(PROBLEM TO WORK ON) Return verbatim the lines of the data below, starting with the line that contains "Question. For every instance of the cabinet knob" and continuing through the final line of the data, with both of those lines included.

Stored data
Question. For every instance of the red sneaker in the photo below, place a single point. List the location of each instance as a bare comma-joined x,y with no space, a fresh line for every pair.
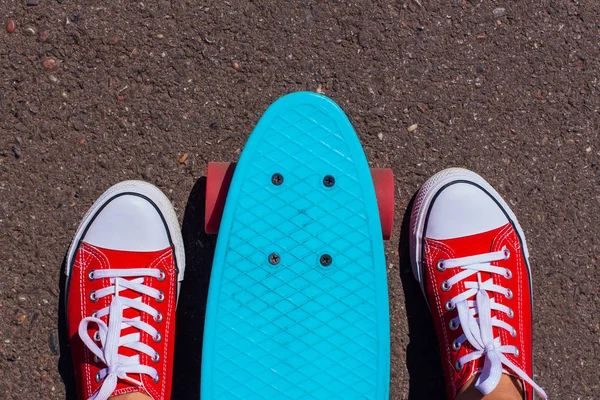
469,254
123,270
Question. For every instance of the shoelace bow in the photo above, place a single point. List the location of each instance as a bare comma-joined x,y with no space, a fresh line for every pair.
118,366
478,330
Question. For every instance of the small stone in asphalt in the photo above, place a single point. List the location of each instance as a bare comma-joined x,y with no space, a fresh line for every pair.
53,342
50,63
17,153
44,35
10,26
499,12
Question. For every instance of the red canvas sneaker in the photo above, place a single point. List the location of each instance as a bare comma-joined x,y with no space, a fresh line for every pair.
469,254
124,268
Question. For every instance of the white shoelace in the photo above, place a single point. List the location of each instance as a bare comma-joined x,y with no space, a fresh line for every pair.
118,366
478,330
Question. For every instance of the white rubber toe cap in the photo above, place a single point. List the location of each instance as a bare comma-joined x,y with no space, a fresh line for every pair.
463,209
128,222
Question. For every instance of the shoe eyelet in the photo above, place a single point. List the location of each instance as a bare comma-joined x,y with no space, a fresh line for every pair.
158,317
446,286
458,366
440,266
162,276
453,325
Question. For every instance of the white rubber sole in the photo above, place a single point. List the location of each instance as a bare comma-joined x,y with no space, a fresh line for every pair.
159,200
422,204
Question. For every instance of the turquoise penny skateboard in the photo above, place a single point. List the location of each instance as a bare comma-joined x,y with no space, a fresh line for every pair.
298,303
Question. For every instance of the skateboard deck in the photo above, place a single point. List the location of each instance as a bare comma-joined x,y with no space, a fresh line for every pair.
298,303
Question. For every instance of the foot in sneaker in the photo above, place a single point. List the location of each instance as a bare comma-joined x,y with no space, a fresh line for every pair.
469,254
124,268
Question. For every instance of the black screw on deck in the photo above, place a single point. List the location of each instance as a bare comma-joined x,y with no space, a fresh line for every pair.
274,258
326,260
277,179
329,181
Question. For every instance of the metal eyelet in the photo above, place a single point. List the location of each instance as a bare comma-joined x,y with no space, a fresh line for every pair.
162,276
440,266
446,286
453,325
456,346
458,366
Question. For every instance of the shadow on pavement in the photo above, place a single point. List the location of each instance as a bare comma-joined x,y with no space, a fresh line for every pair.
422,355
65,362
199,250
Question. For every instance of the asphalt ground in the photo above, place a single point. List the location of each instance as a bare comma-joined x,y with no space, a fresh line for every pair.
95,92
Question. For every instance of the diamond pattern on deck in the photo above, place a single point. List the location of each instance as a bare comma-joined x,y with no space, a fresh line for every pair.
298,329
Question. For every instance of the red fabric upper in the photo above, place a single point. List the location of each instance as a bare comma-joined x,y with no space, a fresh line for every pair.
79,306
520,303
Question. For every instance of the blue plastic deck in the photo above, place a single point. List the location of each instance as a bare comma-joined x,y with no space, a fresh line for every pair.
299,330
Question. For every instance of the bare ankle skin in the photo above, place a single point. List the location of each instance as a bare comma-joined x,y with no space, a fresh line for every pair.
509,388
131,396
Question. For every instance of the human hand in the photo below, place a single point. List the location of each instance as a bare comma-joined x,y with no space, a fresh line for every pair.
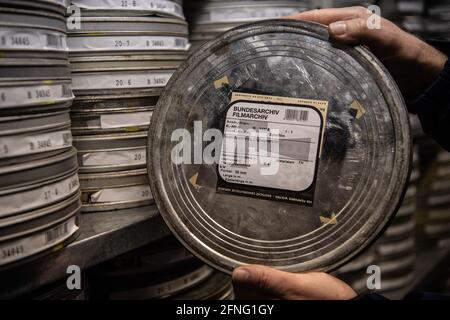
258,282
413,63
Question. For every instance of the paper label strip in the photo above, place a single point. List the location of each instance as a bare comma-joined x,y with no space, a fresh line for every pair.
120,81
157,6
136,156
23,248
37,198
32,39
126,43
244,14
32,95
133,193
14,146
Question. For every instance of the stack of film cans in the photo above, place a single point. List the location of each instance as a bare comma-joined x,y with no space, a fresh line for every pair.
122,54
209,18
39,188
161,270
433,21
394,252
434,214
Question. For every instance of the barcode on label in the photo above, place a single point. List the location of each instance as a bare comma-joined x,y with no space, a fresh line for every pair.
56,233
298,115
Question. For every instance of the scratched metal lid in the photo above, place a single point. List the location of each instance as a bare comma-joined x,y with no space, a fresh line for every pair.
337,177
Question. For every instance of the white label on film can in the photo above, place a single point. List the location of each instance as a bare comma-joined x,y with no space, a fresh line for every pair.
444,156
243,14
136,156
32,39
120,81
13,146
37,198
157,6
123,120
297,131
133,193
126,43
36,94
20,249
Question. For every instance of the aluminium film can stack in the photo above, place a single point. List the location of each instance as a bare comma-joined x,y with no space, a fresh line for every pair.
39,187
121,56
161,270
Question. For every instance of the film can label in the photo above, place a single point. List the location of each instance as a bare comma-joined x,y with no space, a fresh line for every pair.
271,147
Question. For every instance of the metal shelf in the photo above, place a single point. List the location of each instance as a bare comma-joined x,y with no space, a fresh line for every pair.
104,235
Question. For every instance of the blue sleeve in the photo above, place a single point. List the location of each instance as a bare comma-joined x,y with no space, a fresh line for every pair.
433,108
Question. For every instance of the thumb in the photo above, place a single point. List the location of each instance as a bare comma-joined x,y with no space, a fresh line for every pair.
259,282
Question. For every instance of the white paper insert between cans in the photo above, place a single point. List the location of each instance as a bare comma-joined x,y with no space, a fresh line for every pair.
123,120
248,14
39,197
123,194
115,157
19,249
298,129
126,43
32,39
120,80
157,6
35,94
14,146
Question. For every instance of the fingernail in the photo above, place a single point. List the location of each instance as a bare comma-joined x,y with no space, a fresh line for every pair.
338,28
241,275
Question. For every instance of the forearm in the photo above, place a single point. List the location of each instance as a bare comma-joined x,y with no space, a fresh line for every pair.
433,108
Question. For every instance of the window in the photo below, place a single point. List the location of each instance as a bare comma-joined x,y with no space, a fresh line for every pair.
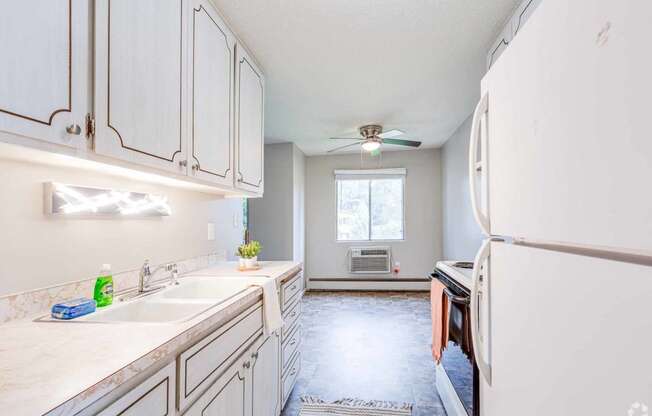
370,205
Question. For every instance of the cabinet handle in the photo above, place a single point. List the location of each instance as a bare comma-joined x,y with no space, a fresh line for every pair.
73,129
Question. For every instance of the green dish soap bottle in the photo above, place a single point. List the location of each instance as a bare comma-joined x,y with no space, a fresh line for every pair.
103,293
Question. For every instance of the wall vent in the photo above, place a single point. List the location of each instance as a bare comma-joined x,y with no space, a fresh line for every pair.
372,260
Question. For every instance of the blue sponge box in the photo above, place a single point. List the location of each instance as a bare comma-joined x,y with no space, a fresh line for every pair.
73,308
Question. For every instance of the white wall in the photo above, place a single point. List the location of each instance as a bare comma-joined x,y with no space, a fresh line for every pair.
462,236
299,202
39,251
327,258
277,219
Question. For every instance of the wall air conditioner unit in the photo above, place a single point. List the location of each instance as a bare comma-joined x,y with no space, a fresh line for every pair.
370,260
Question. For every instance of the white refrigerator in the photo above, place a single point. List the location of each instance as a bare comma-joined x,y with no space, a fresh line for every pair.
560,173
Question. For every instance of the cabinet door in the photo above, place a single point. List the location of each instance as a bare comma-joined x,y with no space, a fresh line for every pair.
44,72
249,98
139,82
154,397
229,395
211,56
265,377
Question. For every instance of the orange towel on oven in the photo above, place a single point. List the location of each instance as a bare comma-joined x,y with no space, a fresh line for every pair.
439,311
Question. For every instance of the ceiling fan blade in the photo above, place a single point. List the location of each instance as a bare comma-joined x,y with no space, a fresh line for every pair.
401,142
343,147
391,133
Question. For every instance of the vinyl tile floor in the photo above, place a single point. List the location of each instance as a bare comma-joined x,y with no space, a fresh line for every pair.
367,345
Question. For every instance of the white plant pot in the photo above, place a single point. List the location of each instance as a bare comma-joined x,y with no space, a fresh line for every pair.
248,263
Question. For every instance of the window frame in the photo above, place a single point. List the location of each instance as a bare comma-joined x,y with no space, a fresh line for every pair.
370,177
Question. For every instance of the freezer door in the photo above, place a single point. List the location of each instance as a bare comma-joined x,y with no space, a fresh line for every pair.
569,130
570,335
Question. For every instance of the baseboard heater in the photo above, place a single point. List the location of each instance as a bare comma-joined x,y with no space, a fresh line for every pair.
371,279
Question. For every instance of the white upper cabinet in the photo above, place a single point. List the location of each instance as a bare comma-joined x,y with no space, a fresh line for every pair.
44,71
140,82
249,104
523,13
211,69
499,46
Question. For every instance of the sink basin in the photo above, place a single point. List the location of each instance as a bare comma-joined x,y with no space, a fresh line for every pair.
147,310
192,296
200,287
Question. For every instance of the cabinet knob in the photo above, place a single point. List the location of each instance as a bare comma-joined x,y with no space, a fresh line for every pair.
73,129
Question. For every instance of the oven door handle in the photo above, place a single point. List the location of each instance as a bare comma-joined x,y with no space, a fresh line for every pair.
480,277
462,300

(ANSWER TO THE EXERCISE)
Question. For every instance of the cabinet knob in the photo above, place a single point. List the location of each instance as a bare comma-joined x,y with no space, a fresh line for every pair.
73,129
Question. For every instance of the oven door handle in the photo above, place a single point. List the location of each instance as a bare comma-joined x,y with no space, a fresh line for every pair.
480,277
462,300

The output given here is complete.